§ **WHAT YOU NEED TO DO**
Please reply with one number only: how many lines in the entries below contain the string "temple".
BEGIN MATERIAL FOR THE TASK
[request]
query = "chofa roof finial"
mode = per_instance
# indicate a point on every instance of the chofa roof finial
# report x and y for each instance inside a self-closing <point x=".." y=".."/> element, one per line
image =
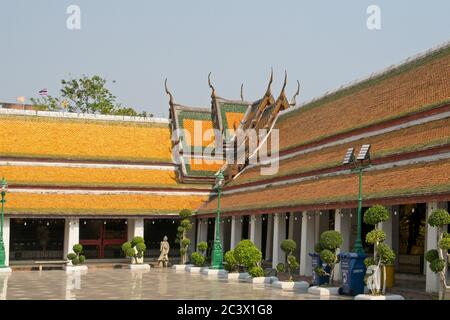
<point x="171" y="100"/>
<point x="268" y="93"/>
<point x="293" y="102"/>
<point x="213" y="93"/>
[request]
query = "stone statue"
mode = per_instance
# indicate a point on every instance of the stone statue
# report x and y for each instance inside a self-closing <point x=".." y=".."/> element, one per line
<point x="164" y="256"/>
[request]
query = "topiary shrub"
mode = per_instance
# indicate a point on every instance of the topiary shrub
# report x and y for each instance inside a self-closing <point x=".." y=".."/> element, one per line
<point x="431" y="255"/>
<point x="198" y="259"/>
<point x="247" y="254"/>
<point x="135" y="249"/>
<point x="281" y="267"/>
<point x="329" y="242"/>
<point x="383" y="255"/>
<point x="437" y="265"/>
<point x="230" y="262"/>
<point x="438" y="258"/>
<point x="444" y="243"/>
<point x="182" y="230"/>
<point x="376" y="214"/>
<point x="256" y="271"/>
<point x="288" y="246"/>
<point x="76" y="257"/>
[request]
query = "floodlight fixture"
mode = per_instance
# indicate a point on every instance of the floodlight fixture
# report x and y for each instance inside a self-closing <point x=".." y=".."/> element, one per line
<point x="364" y="152"/>
<point x="349" y="156"/>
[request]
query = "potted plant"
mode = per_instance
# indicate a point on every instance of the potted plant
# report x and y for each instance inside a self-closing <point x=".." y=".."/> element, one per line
<point x="329" y="242"/>
<point x="135" y="250"/>
<point x="289" y="246"/>
<point x="383" y="255"/>
<point x="198" y="258"/>
<point x="76" y="259"/>
<point x="438" y="258"/>
<point x="232" y="266"/>
<point x="249" y="257"/>
<point x="182" y="230"/>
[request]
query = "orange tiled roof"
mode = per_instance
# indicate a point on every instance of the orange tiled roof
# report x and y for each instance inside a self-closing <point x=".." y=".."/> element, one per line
<point x="89" y="204"/>
<point x="63" y="138"/>
<point x="424" y="178"/>
<point x="411" y="139"/>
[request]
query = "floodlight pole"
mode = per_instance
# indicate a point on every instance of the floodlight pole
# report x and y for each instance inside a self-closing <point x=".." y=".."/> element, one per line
<point x="358" y="248"/>
<point x="2" y="245"/>
<point x="217" y="251"/>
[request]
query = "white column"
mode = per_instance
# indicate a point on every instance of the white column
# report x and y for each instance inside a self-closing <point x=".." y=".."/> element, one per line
<point x="307" y="243"/>
<point x="236" y="231"/>
<point x="432" y="279"/>
<point x="201" y="233"/>
<point x="386" y="226"/>
<point x="255" y="230"/>
<point x="279" y="234"/>
<point x="342" y="225"/>
<point x="221" y="231"/>
<point x="6" y="239"/>
<point x="396" y="233"/>
<point x="291" y="226"/>
<point x="71" y="234"/>
<point x="135" y="228"/>
<point x="269" y="238"/>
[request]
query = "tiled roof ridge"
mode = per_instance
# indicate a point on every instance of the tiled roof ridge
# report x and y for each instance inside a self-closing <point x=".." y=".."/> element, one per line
<point x="375" y="75"/>
<point x="73" y="115"/>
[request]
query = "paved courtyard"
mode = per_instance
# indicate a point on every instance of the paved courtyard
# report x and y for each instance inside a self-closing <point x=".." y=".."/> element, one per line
<point x="121" y="284"/>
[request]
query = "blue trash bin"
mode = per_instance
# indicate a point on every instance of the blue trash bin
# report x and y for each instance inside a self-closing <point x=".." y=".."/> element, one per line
<point x="317" y="262"/>
<point x="353" y="271"/>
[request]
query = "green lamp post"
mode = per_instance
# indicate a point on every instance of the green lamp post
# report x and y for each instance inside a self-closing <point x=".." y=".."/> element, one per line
<point x="361" y="162"/>
<point x="4" y="187"/>
<point x="217" y="251"/>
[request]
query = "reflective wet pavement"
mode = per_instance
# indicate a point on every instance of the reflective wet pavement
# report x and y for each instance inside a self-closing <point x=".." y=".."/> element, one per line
<point x="123" y="284"/>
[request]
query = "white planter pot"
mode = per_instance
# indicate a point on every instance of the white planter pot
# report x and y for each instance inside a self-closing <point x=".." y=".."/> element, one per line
<point x="262" y="280"/>
<point x="213" y="272"/>
<point x="137" y="260"/>
<point x="235" y="276"/>
<point x="73" y="268"/>
<point x="300" y="286"/>
<point x="139" y="266"/>
<point x="386" y="297"/>
<point x="193" y="269"/>
<point x="324" y="291"/>
<point x="181" y="267"/>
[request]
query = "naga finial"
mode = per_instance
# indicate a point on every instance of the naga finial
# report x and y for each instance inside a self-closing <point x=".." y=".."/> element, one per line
<point x="213" y="93"/>
<point x="293" y="102"/>
<point x="270" y="83"/>
<point x="171" y="100"/>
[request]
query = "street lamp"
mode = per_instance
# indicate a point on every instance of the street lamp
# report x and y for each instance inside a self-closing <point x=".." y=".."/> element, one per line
<point x="4" y="187"/>
<point x="217" y="252"/>
<point x="361" y="162"/>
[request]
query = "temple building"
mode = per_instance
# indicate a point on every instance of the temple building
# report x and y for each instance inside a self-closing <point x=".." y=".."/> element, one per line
<point x="99" y="180"/>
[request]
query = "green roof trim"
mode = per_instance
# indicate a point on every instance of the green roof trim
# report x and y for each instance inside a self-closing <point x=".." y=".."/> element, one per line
<point x="405" y="67"/>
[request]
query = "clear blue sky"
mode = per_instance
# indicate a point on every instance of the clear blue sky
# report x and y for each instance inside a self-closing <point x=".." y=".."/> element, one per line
<point x="324" y="44"/>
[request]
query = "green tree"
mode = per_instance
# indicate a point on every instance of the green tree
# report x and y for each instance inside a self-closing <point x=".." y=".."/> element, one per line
<point x="382" y="254"/>
<point x="85" y="95"/>
<point x="438" y="258"/>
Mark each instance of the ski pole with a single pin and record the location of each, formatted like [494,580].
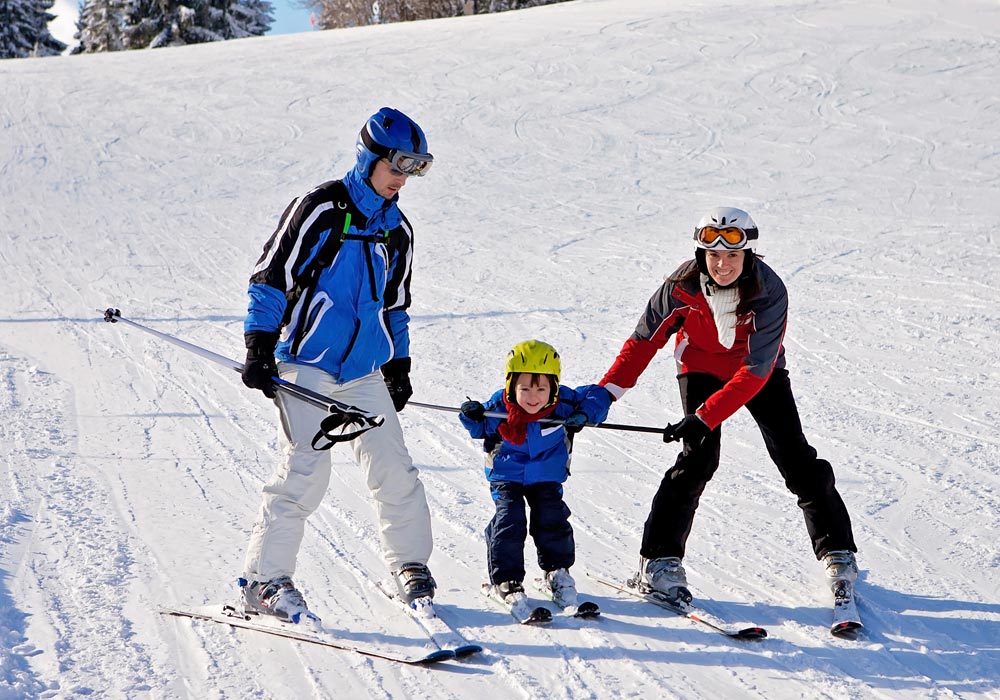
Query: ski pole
[333,406]
[554,421]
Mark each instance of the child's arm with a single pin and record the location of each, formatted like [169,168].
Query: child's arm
[594,401]
[472,419]
[480,426]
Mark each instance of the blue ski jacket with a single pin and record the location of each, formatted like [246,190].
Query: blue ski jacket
[545,454]
[334,279]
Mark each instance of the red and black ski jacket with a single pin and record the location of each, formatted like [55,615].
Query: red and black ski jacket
[681,310]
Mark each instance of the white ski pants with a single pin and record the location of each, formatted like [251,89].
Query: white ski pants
[297,488]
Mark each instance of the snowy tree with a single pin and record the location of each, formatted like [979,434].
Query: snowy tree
[100,27]
[24,29]
[156,23]
[334,14]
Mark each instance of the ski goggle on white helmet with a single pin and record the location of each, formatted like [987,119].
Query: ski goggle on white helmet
[726,227]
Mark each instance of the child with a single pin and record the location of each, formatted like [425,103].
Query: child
[527,460]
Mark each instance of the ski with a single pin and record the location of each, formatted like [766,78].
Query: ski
[522,609]
[570,606]
[423,612]
[685,610]
[846,620]
[229,615]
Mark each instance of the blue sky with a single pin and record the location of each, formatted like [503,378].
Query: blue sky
[289,17]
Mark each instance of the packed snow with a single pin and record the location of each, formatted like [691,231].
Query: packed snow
[575,147]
END MATERIAL FOR THE TASK
§ **RESULT FOR THIS TASK**
2